| Exercises to complete |
a) In the passage on the Geeshie Wiley and Elvie Thomas recording, condense the paragraph beginning "Part of what drew Sullivan" into a single shorter sentence that keeps its main facts.
b) Extend the passage on the Geeshie Wiley and Elvie Thomas recording, picking up after its final sentence.

| Selected passage |
——————————

It’s hard to know exactly what Crumb hears in Geeshie’s voice, but something about the pairing of his drawings with her song fascinated many who had never before heard the ultrarare 1930s record. It inspired journalist John Jeremiah Sullivan to write two long pieces—in Harper’s and The New York Times Magazine—about the song’s lyrics and the women behind them.

Part of what drew Sullivan into the story of the record was the “sheer History Channel mysteriousness of it.” Almost nothing was known about the performers, despite the virtuosity of their guitar playing and their lyrical ingenuity.

There’s also a certain material thrill in hearing the original, notoriously lo-fi Paramount recording. The idea that these mysterious singers were preserved, like insects in amber, on a record made from, as Marcus notes “lamp blacking, shellac, cotton filling, and clay from the banks of the Milwaukee River” is incredible in and of itself.

It’s this particularly gritty, almost dirty, sound that fascinates collectors who have sought Wiley and Thomas’s recordings. Marcus notes the ecstatic thrill that junk-shop owner Joe Bussard finds in his ultra-rare copy of Thomas’s “Motherless Child Blues”

You know that first note of Elvie Thomas’s The first note on her guitar: Drummmmmm ... That note sends me right up to the ceiling! That old Paramount sound! Sometimes I’ll sit down and play that first note, five, six, eight times in a row. I’ll have people over, we’ll listen to that one note.

Some of the biographical mysteries behind Elvie (L.V.) Thomas about Geeshie (née Lillie Mae) Wiley have been revealed by Sullivan’s research, but the scatted personal details about these two pistol-carrying, lesbian blues virtuosos still don’t capture the power of their recording.

——————————

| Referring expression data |
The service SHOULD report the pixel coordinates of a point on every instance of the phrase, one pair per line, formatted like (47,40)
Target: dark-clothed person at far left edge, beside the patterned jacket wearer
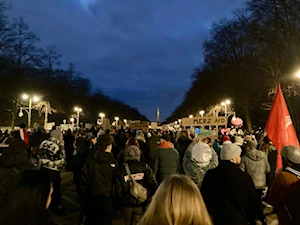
(13,161)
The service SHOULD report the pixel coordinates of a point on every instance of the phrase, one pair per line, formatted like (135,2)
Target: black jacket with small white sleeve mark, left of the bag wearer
(97,175)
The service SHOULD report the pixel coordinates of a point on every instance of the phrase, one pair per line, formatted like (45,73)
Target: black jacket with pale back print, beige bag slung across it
(122,189)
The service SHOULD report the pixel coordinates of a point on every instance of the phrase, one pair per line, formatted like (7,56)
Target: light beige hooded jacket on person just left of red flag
(256,164)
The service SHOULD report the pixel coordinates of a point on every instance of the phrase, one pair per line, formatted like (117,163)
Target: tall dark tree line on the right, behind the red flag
(245,57)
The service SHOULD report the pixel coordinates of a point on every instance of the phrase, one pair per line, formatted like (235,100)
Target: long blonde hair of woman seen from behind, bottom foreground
(177,201)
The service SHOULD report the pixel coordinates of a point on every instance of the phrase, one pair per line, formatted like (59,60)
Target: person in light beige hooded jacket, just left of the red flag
(256,164)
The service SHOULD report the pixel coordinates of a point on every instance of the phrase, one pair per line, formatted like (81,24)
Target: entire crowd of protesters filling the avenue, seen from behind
(153,177)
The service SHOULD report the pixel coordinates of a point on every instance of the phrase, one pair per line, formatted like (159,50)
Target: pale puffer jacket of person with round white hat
(196,171)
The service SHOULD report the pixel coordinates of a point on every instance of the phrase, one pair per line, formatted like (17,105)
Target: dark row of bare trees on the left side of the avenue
(26,67)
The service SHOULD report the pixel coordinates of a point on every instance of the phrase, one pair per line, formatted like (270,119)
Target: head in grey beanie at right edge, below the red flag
(291,157)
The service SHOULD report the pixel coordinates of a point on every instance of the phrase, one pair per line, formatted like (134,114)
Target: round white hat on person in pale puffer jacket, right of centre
(202,153)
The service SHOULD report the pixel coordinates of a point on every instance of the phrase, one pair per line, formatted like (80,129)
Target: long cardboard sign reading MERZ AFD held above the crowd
(204,121)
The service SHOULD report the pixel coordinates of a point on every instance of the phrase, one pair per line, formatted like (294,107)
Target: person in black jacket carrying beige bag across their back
(132,208)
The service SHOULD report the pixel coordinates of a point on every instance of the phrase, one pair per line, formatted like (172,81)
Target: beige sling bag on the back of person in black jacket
(136,190)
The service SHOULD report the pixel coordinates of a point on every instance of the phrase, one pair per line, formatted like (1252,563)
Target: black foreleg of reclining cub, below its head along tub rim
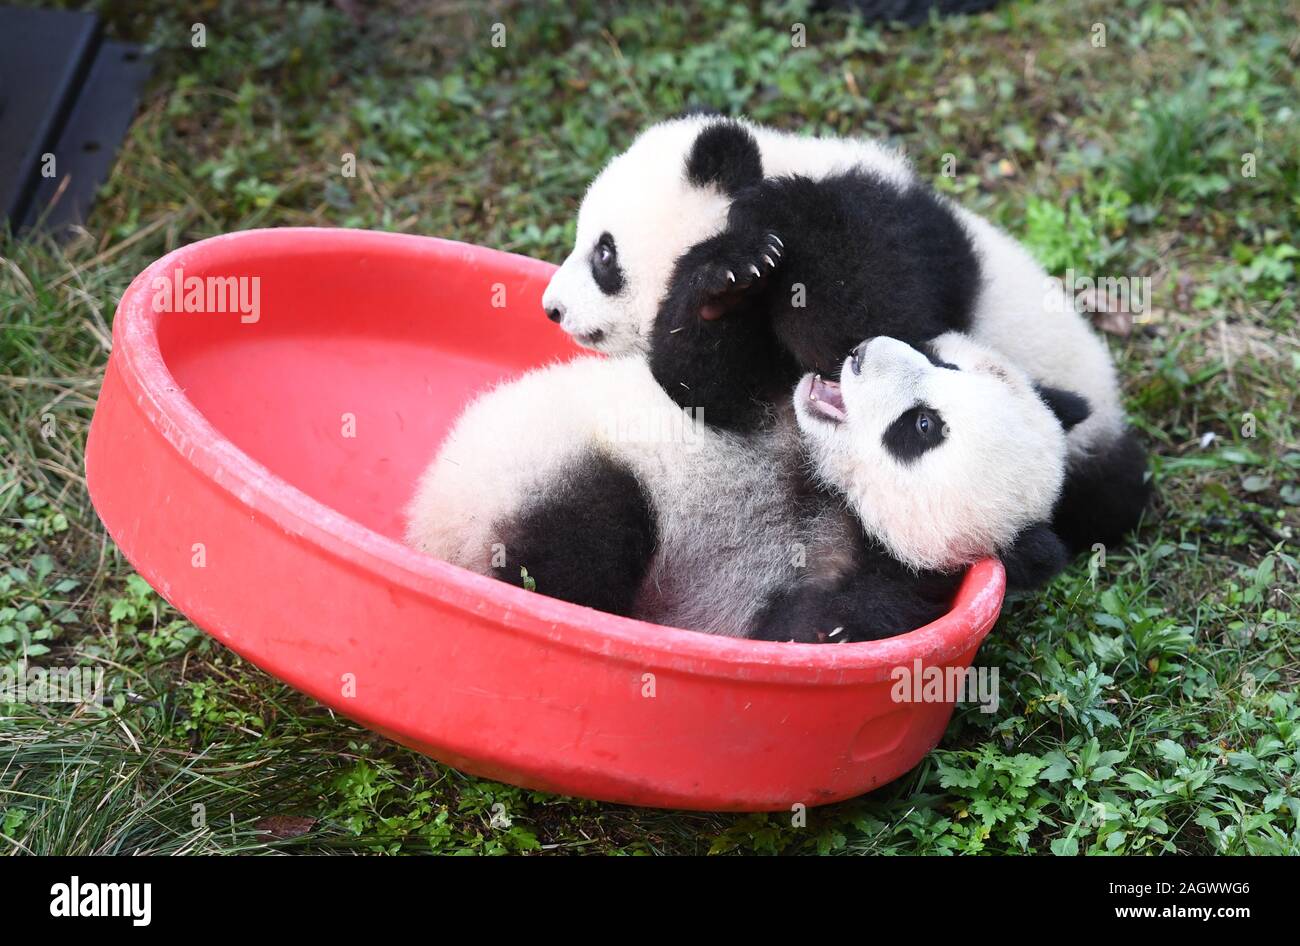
(878,598)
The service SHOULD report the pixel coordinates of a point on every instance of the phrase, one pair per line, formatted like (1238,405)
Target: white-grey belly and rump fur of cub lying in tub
(727,528)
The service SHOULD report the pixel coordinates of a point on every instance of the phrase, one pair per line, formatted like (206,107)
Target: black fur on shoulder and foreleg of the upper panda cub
(839,261)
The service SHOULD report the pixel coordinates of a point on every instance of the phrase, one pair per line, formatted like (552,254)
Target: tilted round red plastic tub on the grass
(253,466)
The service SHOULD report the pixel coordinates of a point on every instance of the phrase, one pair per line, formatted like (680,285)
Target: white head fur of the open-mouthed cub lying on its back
(998,470)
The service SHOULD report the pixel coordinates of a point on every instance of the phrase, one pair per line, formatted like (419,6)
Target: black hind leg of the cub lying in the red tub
(587,540)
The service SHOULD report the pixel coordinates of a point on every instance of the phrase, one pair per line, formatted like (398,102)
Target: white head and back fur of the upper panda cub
(643,199)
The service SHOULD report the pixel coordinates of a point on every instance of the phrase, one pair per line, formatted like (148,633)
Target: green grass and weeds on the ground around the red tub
(1149,700)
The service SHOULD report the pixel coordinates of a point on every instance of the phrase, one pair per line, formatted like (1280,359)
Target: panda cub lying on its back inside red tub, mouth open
(848,515)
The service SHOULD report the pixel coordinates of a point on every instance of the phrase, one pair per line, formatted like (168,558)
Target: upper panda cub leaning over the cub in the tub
(738,258)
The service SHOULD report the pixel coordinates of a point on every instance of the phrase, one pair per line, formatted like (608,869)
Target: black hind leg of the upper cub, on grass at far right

——————————

| Answers below |
a) Sullivan was drawn partly by the record's "sheer History Channel mysteriousness," since almost nothing was known about its performers despite their virtuoso guitar playing and inventive lyrics.

b)
A few artists, including Jack White and Rhiannon Giddens have attempted to cover the tune. But it’s hard to capture the feeling of mystery and fragility embedded in the original record. The cult British folk-punk band Mekons perhaps takes the wisest tact by not recording a direct cover, but performing, instead, a tribute track called“Geeshie.”

Those words—“To the splendor and the crimes, nothing happens twice / raise a glass of wine and try to still time”—might be the best memorial one can give to the magic of “Last Kind Words.” What else can one say in tribute?

The song calls forth a world of post-mortem paradox—in certain moods, Marcus says, you hear every character in the song as “already dead.”

The mystery woman Geeshie Wiley was an American in that she knew her stock blues phrase: “The Mississippi River, you know it’s deep and wide.” But she was also American in that she felt free to subvert the clichés for something like what Allen Ginsberg called an “eyeball kick”:

The Mississippi River, you know it’s deep and wide / I could stand right here and see my face from the other side.

“Glad You Dead You Rascal You,” by Herbert Singleton.

“A physical impossibility, but a metaphysical truth,” in Marcus’s phrase. Or, as R. Crumb puts it, “Modern music doesn’t have that calamitous loss … people can’t express themselves that way anymore.”

3. “I Wish I Was a Mole in the Ground”

Much of our understanding of modern American folk music can be traced back to the songs that father-and-son duo John and Alan Lomax collected in the mid-2oth century. One of the strangest songs they ever picked up was called “I Wish I Was a Mole in the Ground.”

The song’s exact origins are unknown, but it was best recorded in 1928 by the “Minstrel of the Appalachians,” a song-collector and Renaissance man named Bascom Lamar Lunsford, and popularized by Harry Smith and the Lomaxes.

Bascom Lamar Lunsford with the Lovingood sisters, 1933.

Even in the Appalachian folk context, the lyrics are bizarre. As Marcus notes, depending on which lyrics you emphasize or add in, it can become a song about post-bellum economics and politics (“I don’t like a railroad man/ The railroad man will kill you when he can/ And drink up your blood like wine”), a winking sexual number (“I wish I were a lizard in your spring,” as Bob Neuwirth sings it) or even a song for kids (Pete Seeger includes it on his children’s album, Birds, Beasts, Bugs, & Fishes).

Yet the lyrics become even more interesting in the songs continued evolution into new regions and styles of music.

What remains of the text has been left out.